## Activity
Each line below needs to be printed again exactly.

Start of Records to process

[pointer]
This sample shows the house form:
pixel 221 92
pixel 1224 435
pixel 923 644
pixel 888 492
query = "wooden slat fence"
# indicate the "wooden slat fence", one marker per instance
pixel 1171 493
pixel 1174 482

End of Records to process

## Expected output
[pointer]
This sample shows the house form:
pixel 221 92
pixel 1224 435
pixel 923 644
pixel 888 492
query = "wooden slat fence"
# indicate the "wooden slat fence", one marker per instance
pixel 1171 493
pixel 1174 482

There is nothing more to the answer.